-- begin Passage given --

10 Tips for Creating Stunning Portraits

From candid shots to planned photo sessions, elevate your portrait game with these easy tips.

Portrait photography is all about people — and a good portrait tells a story about the person in it. From photographing your family to formal portrait sessions, both aspiring photographers and professionals alike can up their portrait game with these 10 simple tips:

1. Make a Connection

The single most important aspect of creating stunning portraits is not what gear you use — it’s the connection created between the photographer and the person.

Creating an environment where people feel comfortable to be themselves encourages trust in the photographer and the process. Authentic, emotive portraits happen when people feel relaxed and at ease.

Photo by Jacob Lund

If you’re photographing someone you haven’t met before, take time to create a rapport either before or during the shoot. A comfortable setting is equally important when capturing images of your loved ones who may not be used to being photographed.

Don’t rush the shoot, instead ask questions about things your subject enjoys doing and play their favorite songs to build a fun, relaxing atmosphere. Take your time and create a connection.

“A portrait is not made in the camera but on either side of it.” — Edward Steichen

Photo by Jacob Lund

2. Consider the Setting

The location where you choose to photograph your subject helps tell the story of who that person is and what is important to them. This is called an “environmental portrait.” These show more of your subject’s personality, rather than just a physical likeness of them from a standard portrait.

A favorite room, work space, place where your subject spends their free time or partakes in hobbies are all great settings for fantastic portraits. When people are in a physical place where they feel at ease, they generally feel more comfortable expressing themselves, which creates a more authentic portrait.

-- end Passage given --

* _Challenge 1_
In the entries, running from the line with "Mark every instance of the blue shorts" through the last entry, substitute "hazy" for "blurred" and leave everything else unchanged. Give only these lines.

-- begin Record set --

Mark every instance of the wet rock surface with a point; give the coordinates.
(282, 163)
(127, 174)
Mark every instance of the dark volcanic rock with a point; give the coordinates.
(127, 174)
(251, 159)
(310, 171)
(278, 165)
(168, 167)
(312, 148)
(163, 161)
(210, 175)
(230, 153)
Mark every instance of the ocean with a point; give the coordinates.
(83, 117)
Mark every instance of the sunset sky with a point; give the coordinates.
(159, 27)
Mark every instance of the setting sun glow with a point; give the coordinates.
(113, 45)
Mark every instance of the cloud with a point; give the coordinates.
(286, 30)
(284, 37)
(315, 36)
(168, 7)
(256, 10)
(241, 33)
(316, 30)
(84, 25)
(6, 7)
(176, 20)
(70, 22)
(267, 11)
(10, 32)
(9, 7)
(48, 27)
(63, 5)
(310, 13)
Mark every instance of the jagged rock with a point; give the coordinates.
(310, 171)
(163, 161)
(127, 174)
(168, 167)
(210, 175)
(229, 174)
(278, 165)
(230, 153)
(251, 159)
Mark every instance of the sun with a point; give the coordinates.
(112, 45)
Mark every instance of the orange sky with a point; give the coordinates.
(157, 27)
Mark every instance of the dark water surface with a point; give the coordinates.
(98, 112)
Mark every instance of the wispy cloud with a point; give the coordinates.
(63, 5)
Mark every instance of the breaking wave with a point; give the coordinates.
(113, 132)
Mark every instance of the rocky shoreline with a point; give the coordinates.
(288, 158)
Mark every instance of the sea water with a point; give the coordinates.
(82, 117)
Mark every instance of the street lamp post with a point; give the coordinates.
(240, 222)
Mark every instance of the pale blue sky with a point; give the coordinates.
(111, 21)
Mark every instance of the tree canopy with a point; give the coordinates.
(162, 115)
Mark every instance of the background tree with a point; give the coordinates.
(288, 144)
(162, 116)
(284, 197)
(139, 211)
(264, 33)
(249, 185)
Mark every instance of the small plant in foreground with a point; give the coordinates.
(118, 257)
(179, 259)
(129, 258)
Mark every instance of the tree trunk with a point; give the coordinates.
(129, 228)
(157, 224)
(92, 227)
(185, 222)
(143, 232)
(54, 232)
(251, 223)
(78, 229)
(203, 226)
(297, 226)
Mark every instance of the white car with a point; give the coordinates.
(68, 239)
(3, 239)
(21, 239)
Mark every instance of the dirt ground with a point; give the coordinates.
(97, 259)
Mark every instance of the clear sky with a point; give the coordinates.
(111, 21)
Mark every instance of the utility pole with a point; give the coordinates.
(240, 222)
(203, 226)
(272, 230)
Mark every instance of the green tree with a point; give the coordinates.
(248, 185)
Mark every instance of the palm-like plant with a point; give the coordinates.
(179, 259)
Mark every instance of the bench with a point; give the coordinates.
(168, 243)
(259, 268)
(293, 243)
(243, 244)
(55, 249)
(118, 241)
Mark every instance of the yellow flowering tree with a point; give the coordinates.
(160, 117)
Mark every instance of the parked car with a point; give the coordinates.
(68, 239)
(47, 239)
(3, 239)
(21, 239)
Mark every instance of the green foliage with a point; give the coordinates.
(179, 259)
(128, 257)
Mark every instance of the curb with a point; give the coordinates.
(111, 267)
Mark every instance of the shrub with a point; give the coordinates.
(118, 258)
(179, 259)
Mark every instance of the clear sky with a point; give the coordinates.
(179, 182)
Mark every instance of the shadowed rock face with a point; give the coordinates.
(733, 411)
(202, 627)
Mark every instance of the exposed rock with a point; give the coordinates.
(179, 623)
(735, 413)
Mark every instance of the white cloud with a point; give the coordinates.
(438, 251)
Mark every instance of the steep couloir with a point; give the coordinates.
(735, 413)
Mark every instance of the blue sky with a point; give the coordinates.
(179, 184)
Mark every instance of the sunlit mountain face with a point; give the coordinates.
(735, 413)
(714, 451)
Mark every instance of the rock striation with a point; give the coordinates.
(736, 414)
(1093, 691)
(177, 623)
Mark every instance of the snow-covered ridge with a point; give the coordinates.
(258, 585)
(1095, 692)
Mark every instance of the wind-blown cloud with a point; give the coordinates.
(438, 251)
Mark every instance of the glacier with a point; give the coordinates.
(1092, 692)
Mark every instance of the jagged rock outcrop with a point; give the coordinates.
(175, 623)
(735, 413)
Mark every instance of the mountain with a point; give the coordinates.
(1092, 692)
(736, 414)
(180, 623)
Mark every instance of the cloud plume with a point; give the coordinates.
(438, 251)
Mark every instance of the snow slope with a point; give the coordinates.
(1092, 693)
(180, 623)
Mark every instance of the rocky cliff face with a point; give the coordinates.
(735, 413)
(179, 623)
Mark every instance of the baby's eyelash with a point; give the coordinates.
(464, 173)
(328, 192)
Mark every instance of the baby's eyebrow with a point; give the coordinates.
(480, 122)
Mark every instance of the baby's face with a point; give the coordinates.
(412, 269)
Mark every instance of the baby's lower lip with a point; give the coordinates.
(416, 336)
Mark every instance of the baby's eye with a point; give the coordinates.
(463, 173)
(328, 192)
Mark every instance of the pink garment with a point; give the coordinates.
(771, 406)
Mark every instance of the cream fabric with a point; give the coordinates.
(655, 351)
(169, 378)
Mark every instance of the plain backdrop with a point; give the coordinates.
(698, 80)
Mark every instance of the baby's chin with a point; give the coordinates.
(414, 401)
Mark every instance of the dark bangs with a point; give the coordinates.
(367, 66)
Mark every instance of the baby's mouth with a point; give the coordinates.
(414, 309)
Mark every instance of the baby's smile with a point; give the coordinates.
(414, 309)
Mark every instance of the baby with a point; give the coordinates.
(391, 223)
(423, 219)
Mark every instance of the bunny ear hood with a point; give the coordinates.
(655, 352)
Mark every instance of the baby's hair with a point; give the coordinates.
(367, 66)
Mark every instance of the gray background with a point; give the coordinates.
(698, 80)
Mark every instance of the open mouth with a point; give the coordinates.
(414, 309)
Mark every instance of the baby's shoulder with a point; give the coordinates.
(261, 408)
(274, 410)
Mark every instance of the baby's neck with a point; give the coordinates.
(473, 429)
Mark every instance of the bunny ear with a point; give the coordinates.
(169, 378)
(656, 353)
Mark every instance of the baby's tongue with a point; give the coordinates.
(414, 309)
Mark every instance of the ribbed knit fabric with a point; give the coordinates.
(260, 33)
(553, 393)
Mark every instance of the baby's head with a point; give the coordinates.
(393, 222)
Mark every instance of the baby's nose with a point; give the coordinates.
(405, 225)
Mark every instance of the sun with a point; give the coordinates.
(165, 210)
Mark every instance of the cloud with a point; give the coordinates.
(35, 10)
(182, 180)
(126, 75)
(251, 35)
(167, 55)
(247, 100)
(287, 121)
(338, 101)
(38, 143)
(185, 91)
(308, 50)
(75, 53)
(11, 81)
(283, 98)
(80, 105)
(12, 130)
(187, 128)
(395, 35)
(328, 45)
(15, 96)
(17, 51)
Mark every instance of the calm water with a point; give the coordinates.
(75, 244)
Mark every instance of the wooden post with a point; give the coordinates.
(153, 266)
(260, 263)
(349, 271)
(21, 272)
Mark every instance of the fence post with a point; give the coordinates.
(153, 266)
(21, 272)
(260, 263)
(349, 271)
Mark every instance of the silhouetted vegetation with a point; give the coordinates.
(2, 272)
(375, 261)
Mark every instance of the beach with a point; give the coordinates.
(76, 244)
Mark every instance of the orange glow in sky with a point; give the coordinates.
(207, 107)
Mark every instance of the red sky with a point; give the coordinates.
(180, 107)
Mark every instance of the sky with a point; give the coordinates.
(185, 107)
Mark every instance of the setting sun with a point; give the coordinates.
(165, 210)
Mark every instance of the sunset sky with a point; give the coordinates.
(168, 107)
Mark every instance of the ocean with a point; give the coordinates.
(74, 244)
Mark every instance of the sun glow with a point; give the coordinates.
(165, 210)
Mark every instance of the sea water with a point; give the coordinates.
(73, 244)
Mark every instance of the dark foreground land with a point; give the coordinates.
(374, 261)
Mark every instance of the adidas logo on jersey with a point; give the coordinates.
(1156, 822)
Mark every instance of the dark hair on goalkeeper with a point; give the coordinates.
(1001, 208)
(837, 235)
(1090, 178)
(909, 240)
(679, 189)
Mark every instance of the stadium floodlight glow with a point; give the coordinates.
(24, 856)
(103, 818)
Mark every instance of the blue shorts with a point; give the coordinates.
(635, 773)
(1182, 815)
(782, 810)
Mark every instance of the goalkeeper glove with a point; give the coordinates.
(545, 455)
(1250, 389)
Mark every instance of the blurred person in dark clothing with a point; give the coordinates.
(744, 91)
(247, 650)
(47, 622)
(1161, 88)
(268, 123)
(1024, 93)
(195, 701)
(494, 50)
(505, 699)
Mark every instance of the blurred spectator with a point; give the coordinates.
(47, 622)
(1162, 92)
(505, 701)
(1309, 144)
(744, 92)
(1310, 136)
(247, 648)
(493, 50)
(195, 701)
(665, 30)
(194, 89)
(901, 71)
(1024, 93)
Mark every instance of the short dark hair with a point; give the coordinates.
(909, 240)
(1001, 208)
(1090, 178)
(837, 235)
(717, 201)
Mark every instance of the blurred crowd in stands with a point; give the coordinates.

-- end Record set --

* _Challenge 2_
List the settings that the portrait tips recommend as great places for fantastic portraits.

* _Task solution 1_
Mark every instance of the blue shorts with a point; give the coordinates.
(635, 773)
(1182, 815)
(782, 810)
Mark every instance of the goalkeeper glove with a point; give the coordinates.
(545, 455)
(1250, 389)
Mark every instance of the hazy person in dark clothing with a point; give the coordinates.
(744, 91)
(247, 650)
(47, 622)
(1161, 88)
(268, 123)
(1024, 93)
(195, 701)
(494, 50)
(505, 699)
Mark every instance of the hazy spectator with a point; give the coordinates.
(47, 622)
(1162, 92)
(505, 701)
(1309, 144)
(744, 92)
(1310, 136)
(247, 648)
(493, 50)
(195, 701)
(665, 30)
(194, 89)
(901, 71)
(1024, 93)
Mark every instance of the short dark hair with a point; give the coordinates.
(909, 240)
(1001, 208)
(1090, 178)
(837, 235)
(717, 201)
Mark every instance of the hazy crowd in stands with a point; give the coordinates.

* _Task solution 2_
- A favorite room
- A work space
- A place where the subject spends their free time or partakes in hobbies